=== The task ===
Could you repeat word for word, and nothing more, the part of the records below that opens with the line containing "Detect every instance of green lawn" and closes with the line containing "[556,375,584,423]", with both of those lines included?

=== Material for the task ===
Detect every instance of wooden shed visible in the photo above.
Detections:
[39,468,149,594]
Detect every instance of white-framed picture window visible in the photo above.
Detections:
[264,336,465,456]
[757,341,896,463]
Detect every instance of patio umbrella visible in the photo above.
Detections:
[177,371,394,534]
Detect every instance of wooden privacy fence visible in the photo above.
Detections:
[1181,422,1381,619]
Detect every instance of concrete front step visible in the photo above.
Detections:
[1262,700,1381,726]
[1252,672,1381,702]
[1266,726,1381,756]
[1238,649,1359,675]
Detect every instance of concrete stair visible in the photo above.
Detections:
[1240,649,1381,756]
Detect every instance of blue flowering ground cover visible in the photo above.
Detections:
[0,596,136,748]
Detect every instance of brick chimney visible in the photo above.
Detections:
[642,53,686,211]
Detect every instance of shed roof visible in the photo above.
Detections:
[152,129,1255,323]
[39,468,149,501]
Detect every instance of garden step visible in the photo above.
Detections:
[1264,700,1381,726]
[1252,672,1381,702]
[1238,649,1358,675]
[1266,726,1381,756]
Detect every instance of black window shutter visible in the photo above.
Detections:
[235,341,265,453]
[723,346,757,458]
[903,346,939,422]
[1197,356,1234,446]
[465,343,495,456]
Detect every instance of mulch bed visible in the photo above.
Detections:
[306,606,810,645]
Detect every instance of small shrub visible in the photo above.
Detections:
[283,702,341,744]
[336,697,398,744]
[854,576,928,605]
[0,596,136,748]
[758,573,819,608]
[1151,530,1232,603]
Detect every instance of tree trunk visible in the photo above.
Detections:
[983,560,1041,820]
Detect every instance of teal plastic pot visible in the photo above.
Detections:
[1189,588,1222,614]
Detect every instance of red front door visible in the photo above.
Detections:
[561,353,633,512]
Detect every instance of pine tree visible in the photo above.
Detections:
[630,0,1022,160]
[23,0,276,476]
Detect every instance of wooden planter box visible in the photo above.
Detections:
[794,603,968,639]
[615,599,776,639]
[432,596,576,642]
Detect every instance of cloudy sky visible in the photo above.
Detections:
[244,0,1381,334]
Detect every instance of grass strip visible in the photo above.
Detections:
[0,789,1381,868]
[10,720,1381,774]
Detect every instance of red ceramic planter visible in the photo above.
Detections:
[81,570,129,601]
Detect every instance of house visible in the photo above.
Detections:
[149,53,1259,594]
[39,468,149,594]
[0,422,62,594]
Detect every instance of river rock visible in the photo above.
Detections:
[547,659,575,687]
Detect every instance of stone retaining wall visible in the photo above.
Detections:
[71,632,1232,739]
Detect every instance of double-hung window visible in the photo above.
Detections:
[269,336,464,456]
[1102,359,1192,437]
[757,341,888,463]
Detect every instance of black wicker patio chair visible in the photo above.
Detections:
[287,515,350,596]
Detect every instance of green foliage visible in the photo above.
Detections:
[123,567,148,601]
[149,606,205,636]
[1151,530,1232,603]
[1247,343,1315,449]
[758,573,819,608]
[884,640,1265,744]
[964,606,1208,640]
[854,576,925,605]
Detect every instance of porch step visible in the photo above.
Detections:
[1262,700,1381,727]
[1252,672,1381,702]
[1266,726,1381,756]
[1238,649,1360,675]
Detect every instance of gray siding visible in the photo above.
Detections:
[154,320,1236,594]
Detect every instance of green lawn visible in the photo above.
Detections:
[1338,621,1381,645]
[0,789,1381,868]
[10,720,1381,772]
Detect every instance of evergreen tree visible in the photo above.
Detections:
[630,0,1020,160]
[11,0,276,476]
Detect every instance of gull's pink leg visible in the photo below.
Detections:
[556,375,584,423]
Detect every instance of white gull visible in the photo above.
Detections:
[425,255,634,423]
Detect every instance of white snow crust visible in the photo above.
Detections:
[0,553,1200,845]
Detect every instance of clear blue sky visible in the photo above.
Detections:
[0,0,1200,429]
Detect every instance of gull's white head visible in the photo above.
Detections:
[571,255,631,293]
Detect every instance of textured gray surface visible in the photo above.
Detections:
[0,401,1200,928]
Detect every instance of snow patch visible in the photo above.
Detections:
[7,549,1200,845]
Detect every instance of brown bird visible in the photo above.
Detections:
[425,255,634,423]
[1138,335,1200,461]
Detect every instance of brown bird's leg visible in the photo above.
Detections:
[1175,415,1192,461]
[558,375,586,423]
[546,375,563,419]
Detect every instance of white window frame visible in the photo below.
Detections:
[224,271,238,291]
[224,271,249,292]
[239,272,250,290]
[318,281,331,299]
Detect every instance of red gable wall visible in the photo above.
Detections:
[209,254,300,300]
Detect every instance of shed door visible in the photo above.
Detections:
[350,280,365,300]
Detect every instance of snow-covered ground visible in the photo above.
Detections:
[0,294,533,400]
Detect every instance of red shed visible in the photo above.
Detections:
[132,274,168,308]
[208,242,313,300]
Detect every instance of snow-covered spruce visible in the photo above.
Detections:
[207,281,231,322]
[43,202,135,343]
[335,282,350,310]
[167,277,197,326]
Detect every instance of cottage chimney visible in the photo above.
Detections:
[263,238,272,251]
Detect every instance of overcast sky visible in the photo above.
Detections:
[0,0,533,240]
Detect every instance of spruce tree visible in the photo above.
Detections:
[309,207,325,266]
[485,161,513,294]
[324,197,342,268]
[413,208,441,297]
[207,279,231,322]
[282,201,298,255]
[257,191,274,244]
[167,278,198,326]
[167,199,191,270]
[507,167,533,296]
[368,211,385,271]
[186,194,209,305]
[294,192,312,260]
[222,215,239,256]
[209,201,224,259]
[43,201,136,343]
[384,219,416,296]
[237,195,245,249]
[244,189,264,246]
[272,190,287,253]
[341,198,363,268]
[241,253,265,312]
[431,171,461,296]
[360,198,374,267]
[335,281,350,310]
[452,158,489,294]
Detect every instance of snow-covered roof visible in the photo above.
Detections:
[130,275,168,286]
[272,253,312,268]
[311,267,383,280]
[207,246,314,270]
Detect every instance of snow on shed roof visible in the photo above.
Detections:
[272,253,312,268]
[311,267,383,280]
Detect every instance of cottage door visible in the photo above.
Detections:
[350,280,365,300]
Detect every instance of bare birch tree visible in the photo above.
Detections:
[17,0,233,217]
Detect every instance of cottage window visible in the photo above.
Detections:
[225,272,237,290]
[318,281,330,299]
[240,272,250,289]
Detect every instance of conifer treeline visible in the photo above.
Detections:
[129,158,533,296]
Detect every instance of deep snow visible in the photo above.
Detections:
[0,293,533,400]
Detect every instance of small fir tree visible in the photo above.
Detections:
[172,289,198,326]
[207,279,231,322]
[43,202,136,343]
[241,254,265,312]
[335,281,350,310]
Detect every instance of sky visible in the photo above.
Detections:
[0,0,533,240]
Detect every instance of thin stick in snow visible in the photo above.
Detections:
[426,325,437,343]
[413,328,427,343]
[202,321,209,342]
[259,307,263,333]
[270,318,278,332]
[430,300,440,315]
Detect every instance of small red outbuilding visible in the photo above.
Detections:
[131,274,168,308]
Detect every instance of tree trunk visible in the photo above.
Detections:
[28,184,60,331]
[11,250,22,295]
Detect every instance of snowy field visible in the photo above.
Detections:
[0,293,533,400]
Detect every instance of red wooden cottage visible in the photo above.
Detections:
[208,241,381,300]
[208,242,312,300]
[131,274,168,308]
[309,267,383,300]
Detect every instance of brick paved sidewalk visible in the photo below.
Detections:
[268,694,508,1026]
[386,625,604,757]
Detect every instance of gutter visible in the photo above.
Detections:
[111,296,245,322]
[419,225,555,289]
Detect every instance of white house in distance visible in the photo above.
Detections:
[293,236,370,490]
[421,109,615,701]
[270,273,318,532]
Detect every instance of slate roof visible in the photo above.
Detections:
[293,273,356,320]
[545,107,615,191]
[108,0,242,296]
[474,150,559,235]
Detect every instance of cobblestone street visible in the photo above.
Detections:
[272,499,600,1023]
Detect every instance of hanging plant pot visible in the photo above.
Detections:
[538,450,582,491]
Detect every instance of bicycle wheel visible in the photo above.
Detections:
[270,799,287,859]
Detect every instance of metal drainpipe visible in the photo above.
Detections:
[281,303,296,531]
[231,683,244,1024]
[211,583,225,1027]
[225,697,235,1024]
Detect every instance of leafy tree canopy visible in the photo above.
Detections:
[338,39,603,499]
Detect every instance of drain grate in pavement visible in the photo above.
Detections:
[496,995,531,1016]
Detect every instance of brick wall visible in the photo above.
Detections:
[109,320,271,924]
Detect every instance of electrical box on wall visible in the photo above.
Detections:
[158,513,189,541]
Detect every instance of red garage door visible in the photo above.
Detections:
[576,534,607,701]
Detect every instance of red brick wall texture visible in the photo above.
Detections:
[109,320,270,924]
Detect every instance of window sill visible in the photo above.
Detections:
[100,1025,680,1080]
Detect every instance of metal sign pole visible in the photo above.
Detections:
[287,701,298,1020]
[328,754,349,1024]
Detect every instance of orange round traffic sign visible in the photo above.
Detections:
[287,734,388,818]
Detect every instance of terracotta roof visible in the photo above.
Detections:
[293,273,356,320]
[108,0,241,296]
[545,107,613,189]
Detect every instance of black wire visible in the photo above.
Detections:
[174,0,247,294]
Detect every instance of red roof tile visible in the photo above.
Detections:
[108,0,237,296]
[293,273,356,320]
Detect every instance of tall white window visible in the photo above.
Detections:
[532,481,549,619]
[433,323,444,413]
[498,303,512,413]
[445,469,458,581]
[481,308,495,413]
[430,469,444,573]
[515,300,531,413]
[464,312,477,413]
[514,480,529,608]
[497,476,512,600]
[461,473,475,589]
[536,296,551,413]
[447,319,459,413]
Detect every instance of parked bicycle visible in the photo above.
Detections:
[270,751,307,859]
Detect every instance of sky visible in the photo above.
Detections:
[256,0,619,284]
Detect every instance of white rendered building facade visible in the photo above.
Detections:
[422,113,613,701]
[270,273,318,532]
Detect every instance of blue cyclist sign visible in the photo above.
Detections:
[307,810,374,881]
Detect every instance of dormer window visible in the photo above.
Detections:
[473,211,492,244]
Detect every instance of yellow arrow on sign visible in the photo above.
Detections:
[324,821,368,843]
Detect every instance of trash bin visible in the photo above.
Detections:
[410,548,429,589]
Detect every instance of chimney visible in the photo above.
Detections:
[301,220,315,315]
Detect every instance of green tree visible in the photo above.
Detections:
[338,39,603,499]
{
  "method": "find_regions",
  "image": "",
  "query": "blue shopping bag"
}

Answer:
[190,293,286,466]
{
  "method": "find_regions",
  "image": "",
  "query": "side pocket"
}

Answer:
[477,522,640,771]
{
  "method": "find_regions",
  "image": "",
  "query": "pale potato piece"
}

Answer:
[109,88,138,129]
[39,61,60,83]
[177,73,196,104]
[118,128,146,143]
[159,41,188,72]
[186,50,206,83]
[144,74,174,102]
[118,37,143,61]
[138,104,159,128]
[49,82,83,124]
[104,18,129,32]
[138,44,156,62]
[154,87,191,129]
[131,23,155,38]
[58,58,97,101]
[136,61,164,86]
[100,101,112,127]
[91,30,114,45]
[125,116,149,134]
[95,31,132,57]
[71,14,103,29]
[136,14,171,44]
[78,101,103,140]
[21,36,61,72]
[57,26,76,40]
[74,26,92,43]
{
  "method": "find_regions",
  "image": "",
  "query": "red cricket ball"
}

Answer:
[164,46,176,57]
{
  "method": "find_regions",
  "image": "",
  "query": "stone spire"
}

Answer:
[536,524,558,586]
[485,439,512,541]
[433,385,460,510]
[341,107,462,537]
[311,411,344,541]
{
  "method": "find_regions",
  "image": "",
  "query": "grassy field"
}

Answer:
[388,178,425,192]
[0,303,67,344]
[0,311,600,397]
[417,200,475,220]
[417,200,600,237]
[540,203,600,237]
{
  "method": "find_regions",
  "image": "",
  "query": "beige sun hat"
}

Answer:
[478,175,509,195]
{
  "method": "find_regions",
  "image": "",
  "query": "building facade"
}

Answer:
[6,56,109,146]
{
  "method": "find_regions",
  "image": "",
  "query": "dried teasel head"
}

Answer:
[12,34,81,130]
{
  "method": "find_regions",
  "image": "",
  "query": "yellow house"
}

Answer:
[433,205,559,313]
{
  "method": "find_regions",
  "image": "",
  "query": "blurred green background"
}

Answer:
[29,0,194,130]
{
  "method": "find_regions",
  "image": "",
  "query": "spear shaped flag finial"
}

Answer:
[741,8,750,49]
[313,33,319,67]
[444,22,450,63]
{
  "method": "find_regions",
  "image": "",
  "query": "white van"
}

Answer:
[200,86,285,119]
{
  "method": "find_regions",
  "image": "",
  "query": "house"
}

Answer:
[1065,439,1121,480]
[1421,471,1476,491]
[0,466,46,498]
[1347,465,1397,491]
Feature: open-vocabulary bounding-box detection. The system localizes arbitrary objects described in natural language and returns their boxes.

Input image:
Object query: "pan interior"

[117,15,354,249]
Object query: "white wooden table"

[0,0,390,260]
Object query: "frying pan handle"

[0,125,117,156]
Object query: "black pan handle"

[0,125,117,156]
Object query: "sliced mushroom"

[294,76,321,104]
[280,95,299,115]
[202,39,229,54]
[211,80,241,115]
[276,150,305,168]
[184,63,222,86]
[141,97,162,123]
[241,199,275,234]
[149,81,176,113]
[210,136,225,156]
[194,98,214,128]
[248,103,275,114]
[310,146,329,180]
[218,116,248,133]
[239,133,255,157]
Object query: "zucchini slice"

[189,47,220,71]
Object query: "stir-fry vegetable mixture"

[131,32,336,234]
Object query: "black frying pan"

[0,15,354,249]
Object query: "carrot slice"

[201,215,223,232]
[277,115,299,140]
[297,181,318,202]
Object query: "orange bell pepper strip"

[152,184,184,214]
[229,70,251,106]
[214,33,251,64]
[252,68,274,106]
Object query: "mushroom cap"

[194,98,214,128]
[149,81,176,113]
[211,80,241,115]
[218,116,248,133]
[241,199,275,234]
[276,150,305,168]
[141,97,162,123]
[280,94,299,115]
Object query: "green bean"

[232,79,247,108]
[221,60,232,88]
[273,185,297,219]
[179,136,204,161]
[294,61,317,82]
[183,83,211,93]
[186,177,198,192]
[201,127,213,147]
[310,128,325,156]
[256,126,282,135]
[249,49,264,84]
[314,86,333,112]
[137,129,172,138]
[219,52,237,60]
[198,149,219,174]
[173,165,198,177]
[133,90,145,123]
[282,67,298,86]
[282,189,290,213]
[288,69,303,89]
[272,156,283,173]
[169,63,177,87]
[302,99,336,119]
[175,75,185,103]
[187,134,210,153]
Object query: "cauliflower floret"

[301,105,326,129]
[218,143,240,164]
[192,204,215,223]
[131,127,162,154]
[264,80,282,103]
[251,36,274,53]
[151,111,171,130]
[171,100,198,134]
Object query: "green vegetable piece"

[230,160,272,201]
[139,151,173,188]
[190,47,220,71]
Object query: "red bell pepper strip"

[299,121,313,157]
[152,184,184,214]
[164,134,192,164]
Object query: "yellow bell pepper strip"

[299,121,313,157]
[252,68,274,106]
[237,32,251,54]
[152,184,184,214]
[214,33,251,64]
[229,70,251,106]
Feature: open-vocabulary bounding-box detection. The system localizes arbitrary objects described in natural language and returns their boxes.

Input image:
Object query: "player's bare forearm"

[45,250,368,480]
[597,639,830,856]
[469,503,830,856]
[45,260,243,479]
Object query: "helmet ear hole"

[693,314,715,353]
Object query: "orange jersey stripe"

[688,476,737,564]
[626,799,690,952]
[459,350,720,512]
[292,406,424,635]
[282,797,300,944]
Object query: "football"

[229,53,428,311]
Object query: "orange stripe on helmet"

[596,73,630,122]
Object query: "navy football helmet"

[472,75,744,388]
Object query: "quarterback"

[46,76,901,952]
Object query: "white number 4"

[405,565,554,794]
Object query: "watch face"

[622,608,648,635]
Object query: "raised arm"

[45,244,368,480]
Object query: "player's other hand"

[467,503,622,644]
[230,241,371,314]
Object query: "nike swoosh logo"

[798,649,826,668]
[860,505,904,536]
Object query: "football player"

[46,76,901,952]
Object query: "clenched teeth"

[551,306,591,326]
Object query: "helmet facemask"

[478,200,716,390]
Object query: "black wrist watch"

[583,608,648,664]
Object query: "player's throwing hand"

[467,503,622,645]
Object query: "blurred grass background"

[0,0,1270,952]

=== Solution to this problem ===
Detect every instance of green lawn visible in the photo above.
Detections:
[1338,621,1381,645]
[0,789,1381,868]
[10,720,1381,772]
Detect every instance of evergreen tree visible in the photo above.
Detections:
[630,0,1020,160]
[11,0,276,476]
Detect every instance of gull's pink leg visible in the photo below.
Detections:
[556,375,584,423]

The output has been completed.